> **Task instructions**
[1] In the text about rebuilding the model kit's cabin, what was used to outline the areas of the walls that could not be altered?
[2] Write the next part of the text about rebuilding the model kit's cabin, starting right after its last sentence.

> **Exercise text**
=== Begin Enclosure ===
I was so pleased with how that worked that I decided to solve another problem I had, how to texture the seat cushions. More printer paper, strategically folded. I think the edges of the paper will replicate the seams nicely:

And then the second kit arrived:

One of the problems I created for myself the first time I moved the cabin’s sides out was how to adapt the details that belong there with a surface that didn’t have that depression. This time I decided to move the entire wall out. But the same restrictions applied. I couldn’t alter the location of the upper edges of the cabin walls. They need to fit inside a specific space. So to move the entire wall, I had to fix the critical dimensions so that they wouldn’t move. I did this by gluing flat .060″ (1.524mm) stock in place to keep the critical dimensions from shifting once structure was cut. My initial thought was to move all of the walls out so I used 2mm plastic masking tape to outline the areas that could not be altered:

Then I decided that since I had everything so well braced, I didn’t need to make more than two cuts; one down the back and one across the bottom where the sides meet the floor:

The added bracing snapped off easily with no damage to the part. I checked the fit of where the rear of the cabin meets the rear bulkhead and so far so good:

Then I slipped the hull over the taped-together cabin/bulkhead parts…and discovered I’d made another problem for myself that I needed to solve. Y’see, I decided to get clever. Yes…the distance I moved the first walls worked, but it was just still a bit too snug for the details I have yet to add to fit in there. So, clever monkey that I can be, I moved these walls out just a wee bit further. Further enough so that the cabin would now not fit inside the exterior! Well, I was NOT going to buy another kit again! I’m going to make THIS one fit…and I did. That was accomplished by sanding away as much of the addition’s corners and edges that I could without sanding all the way through (and it was close…it was very, very, close). Test fitting showed me I was on the correct path, I just needed more room. Thankfully these old kits often have very thick walls and this one could be the poster-kit for that. The Dremel tool allowed me to remove just enough from the inside of the outer part for this new and improved cabin assembly to fit. Barely:

Then I primed the cabin interior with what I thought was acrylic primer. The primer showed me that the joins of the wall extensions needed a little more finishing:

Rather than have fresh primer gum up my sandpaper, I decided to wash the primer away. If you don’t let acrylic paints set long enough to fully cure (a couple of weeks, then it’s not as easy to remove), it can be washed away with soapy water and a toothbrush (preferably an old one you’re not using anymore, but hey…it’s your mouth, so…).
=== End Enclosure ===
> **Data extract**
=== Begin Enclosure ===
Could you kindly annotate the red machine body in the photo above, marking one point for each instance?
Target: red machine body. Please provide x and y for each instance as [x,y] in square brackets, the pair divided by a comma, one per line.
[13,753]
=== End Enclosure ===
> **Outputs for the tasks**
[1] 2mm plastic masking tape.

[2]
It didn’t wash away. In fact, it acted just like enamel! The reason for that is because the primer IS enamel! ::bangs head on desk:: (Again.) Well…okay, I know what can remove enamel. Turpentine!

Well…there’s a problem with that. As I discovered, turpentine attacks the plastic and makes the surface gummy. Oh. Groovy (yes, I’m that old). I let the turpentine evaporate and the surface, albeit with a texture imparted by a paper towel, hardened. Then I used enamel thinner to remove the enamel primer. It also attacked the surface of the plastic with the same result. Well. Since I’m going to have to sand the entire surface of the cabin’s interior anyway, so much for a supposed short cut. I waited for the plastic to harden again and sanded the bastard smooth.

Now there is no discernible line where the addition meets the floor.

One response

  1. With regard to the side panel switch guards, I would have suggested masking off just the attachment zones, then paint the panel and all the switches, then just add the guard rails and paint the rest.